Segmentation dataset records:

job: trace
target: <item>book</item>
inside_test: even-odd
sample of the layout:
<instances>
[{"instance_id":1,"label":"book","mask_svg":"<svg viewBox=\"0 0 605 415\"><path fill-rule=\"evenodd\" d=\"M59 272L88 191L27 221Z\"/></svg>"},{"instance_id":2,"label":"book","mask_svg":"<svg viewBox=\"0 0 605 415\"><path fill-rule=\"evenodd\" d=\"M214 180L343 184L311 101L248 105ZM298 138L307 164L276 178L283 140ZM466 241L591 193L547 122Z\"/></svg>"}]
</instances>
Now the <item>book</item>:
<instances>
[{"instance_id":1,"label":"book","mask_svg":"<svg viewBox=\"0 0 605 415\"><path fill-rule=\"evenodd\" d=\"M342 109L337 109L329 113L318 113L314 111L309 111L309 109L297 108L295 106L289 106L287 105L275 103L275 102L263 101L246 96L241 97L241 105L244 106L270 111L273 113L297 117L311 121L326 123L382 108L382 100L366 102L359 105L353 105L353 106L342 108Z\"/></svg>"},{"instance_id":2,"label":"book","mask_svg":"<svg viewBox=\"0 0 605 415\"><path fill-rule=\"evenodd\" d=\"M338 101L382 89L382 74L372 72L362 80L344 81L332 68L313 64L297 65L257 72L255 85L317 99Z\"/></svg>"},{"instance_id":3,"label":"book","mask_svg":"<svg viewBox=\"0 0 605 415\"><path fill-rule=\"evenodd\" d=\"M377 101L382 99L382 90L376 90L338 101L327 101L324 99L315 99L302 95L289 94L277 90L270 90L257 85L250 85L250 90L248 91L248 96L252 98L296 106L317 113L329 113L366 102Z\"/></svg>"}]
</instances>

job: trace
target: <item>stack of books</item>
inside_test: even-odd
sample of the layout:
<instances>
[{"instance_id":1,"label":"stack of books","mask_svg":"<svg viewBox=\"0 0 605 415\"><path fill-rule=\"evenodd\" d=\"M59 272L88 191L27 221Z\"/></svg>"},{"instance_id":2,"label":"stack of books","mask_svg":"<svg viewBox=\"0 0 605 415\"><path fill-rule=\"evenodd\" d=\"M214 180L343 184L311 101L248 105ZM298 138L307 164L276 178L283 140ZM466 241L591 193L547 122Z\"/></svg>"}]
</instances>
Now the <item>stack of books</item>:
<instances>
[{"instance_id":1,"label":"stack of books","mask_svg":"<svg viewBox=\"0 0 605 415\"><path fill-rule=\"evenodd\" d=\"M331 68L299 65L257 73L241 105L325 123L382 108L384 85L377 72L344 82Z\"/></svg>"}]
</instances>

## Given problem
Transcribe every line of the listing above with no changes.

## Output
job: trace
target: <item>book</item>
inside_test: even-odd
sample of the layout:
<instances>
[{"instance_id":1,"label":"book","mask_svg":"<svg viewBox=\"0 0 605 415\"><path fill-rule=\"evenodd\" d=\"M59 272L88 191L27 221Z\"/></svg>"},{"instance_id":2,"label":"book","mask_svg":"<svg viewBox=\"0 0 605 415\"><path fill-rule=\"evenodd\" d=\"M214 180L343 184L311 101L248 105ZM298 138L307 164L276 178L283 140ZM466 241L591 193L547 122Z\"/></svg>"}]
</instances>
Now the <item>book</item>:
<instances>
[{"instance_id":1,"label":"book","mask_svg":"<svg viewBox=\"0 0 605 415\"><path fill-rule=\"evenodd\" d=\"M342 109L337 109L329 113L318 113L314 111L309 111L309 109L297 108L295 106L289 106L287 105L275 103L275 102L263 101L246 96L241 97L241 105L244 106L270 111L273 113L297 117L311 121L326 123L382 108L382 100L366 102L359 105L353 105L353 106L342 108Z\"/></svg>"},{"instance_id":2,"label":"book","mask_svg":"<svg viewBox=\"0 0 605 415\"><path fill-rule=\"evenodd\" d=\"M338 101L382 89L382 74L372 72L362 80L344 81L332 68L313 64L297 65L257 72L255 85L317 99Z\"/></svg>"},{"instance_id":3,"label":"book","mask_svg":"<svg viewBox=\"0 0 605 415\"><path fill-rule=\"evenodd\" d=\"M377 101L382 99L382 90L376 90L338 101L327 101L324 99L315 99L302 95L289 94L277 90L270 90L257 85L250 85L250 90L248 91L248 96L252 98L296 106L317 113L329 113L366 102Z\"/></svg>"}]
</instances>

job: trace
target: <item>stack of books</item>
inside_test: even-odd
sample of the layout:
<instances>
[{"instance_id":1,"label":"stack of books","mask_svg":"<svg viewBox=\"0 0 605 415\"><path fill-rule=\"evenodd\" d=\"M59 272L88 191L27 221Z\"/></svg>"},{"instance_id":2,"label":"stack of books","mask_svg":"<svg viewBox=\"0 0 605 415\"><path fill-rule=\"evenodd\" d=\"M214 180L343 184L311 101L248 105ZM298 138L307 164L276 178L283 140ZM466 241L591 193L547 122Z\"/></svg>"}]
</instances>
Now the <item>stack of books</item>:
<instances>
[{"instance_id":1,"label":"stack of books","mask_svg":"<svg viewBox=\"0 0 605 415\"><path fill-rule=\"evenodd\" d=\"M331 68L299 65L257 73L241 105L325 123L382 108L384 85L377 72L344 82Z\"/></svg>"}]
</instances>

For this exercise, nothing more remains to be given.